▶ Given request
Copy each of the rows below word for word.

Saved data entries
▼▼▼

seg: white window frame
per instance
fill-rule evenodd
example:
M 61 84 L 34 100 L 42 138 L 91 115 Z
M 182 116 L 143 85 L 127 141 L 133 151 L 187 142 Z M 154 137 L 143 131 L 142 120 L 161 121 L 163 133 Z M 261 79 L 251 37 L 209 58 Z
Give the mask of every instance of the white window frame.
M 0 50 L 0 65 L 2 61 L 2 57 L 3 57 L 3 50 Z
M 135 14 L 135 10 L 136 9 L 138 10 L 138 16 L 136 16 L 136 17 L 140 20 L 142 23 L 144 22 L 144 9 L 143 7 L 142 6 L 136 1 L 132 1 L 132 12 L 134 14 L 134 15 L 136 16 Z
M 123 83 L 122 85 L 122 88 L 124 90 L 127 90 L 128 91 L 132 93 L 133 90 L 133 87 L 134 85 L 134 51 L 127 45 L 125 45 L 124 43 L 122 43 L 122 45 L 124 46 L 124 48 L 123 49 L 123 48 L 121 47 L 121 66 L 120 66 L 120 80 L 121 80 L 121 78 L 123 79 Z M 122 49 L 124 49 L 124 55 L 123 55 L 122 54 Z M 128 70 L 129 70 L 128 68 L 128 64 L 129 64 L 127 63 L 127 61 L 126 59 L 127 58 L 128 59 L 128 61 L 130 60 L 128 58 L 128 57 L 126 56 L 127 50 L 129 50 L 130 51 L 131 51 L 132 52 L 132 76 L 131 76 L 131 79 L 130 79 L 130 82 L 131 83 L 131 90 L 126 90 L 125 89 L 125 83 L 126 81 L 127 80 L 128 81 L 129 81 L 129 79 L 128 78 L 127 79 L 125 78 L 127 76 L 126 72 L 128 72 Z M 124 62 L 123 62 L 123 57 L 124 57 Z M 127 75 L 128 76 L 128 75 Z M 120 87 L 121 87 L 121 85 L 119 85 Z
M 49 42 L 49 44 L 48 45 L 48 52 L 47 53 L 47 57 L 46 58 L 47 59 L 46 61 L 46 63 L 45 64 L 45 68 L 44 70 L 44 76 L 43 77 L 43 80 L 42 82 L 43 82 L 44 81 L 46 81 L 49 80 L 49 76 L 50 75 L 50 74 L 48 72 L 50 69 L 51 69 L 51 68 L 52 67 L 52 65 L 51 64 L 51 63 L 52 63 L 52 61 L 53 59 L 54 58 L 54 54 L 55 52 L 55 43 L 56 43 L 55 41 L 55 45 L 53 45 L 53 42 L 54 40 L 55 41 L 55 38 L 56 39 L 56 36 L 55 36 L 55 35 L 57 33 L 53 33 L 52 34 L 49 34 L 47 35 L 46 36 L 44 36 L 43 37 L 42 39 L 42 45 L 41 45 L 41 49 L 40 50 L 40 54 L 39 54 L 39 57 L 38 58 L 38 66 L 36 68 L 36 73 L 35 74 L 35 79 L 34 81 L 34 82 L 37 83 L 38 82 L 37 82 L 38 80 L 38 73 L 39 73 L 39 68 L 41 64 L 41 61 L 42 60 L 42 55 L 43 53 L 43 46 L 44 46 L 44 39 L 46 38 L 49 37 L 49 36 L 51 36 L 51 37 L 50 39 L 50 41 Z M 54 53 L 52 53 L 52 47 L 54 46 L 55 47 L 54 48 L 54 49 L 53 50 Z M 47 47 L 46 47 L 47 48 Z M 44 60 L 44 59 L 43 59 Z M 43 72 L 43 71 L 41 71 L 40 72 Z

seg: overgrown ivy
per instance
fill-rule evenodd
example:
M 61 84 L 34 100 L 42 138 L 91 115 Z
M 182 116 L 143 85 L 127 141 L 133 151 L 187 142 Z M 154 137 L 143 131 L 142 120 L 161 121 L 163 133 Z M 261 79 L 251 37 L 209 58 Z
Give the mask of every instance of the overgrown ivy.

▲▲▲

▶ The reply
seg: white window frame
per instance
fill-rule evenodd
example:
M 61 84 L 34 100 L 42 138 L 91 115 Z
M 182 116 L 143 85 L 127 141 L 133 151 L 187 142 Z M 154 137 L 143 131 L 142 120 L 161 121 L 163 133 Z M 261 79 L 251 37 L 209 58 Z
Give the mask of every instance of the white window frame.
M 0 50 L 0 65 L 2 61 L 2 57 L 3 57 L 3 50 Z
M 135 14 L 135 10 L 136 9 L 138 10 L 138 16 L 136 16 L 136 17 L 140 20 L 142 23 L 144 22 L 144 9 L 143 7 L 142 6 L 136 1 L 132 1 L 132 12 L 134 14 L 134 15 L 136 16 Z
M 123 83 L 122 85 L 122 88 L 124 90 L 127 90 L 128 91 L 132 93 L 133 90 L 133 87 L 134 85 L 134 51 L 127 45 L 125 45 L 124 43 L 122 43 L 122 45 L 124 46 L 124 48 L 123 49 L 123 48 L 121 47 L 121 66 L 120 66 L 120 80 L 121 80 L 121 78 L 123 79 Z M 122 49 L 124 49 L 124 55 L 123 55 L 122 54 Z M 128 70 L 129 70 L 128 68 L 128 64 L 129 64 L 127 63 L 127 61 L 126 59 L 127 58 L 128 59 L 128 61 L 130 60 L 128 58 L 128 57 L 126 56 L 127 50 L 129 50 L 130 51 L 131 51 L 132 52 L 132 76 L 131 76 L 131 79 L 130 79 L 130 82 L 131 83 L 131 90 L 126 90 L 125 89 L 125 83 L 126 81 L 127 80 L 128 81 L 129 81 L 129 79 L 128 78 L 127 79 L 125 78 L 127 76 L 126 72 L 128 72 Z M 124 62 L 123 62 L 123 57 L 124 57 Z M 127 75 L 128 76 L 128 75 Z M 120 87 L 121 87 L 121 85 L 119 85 Z
M 49 42 L 49 44 L 48 45 L 48 52 L 47 53 L 47 57 L 46 58 L 47 59 L 46 61 L 46 63 L 45 64 L 45 68 L 44 70 L 44 76 L 43 77 L 43 80 L 42 82 L 43 82 L 44 81 L 46 81 L 49 80 L 49 76 L 50 75 L 50 74 L 48 72 L 50 69 L 51 69 L 51 68 L 52 67 L 52 65 L 51 64 L 51 63 L 52 63 L 52 61 L 53 59 L 54 58 L 54 54 L 55 52 L 55 43 L 56 43 L 55 41 L 55 45 L 53 45 L 53 42 L 54 40 L 55 41 L 55 38 L 56 39 L 56 36 L 55 36 L 55 35 L 57 33 L 53 33 L 52 34 L 49 34 L 47 35 L 46 36 L 44 36 L 43 37 L 42 39 L 42 45 L 41 45 L 41 49 L 40 50 L 40 54 L 39 54 L 39 57 L 38 58 L 38 66 L 36 68 L 36 73 L 35 74 L 35 79 L 34 81 L 34 82 L 37 83 L 38 82 L 37 82 L 38 80 L 38 73 L 39 73 L 39 68 L 41 64 L 41 61 L 42 60 L 42 55 L 43 53 L 43 46 L 44 46 L 44 39 L 46 38 L 49 37 L 49 36 L 51 36 L 51 37 L 50 39 L 50 41 Z M 54 53 L 52 53 L 52 47 L 54 46 L 55 47 L 54 48 L 54 49 L 53 50 Z M 47 47 L 46 47 L 47 48 Z M 44 60 L 44 59 L 43 59 Z M 43 72 L 43 71 L 41 71 L 40 72 Z

seg: overgrown ivy
per instance
fill-rule evenodd
example:
M 61 84 L 34 100 L 42 138 L 91 115 Z
M 182 116 L 143 85 L 127 141 L 133 151 L 187 142 Z M 154 137 L 143 131 L 142 120 L 161 121 L 163 133 Z M 261 79 L 251 37 L 209 58 Z
Give the mask of every instance of the overgrown ivy.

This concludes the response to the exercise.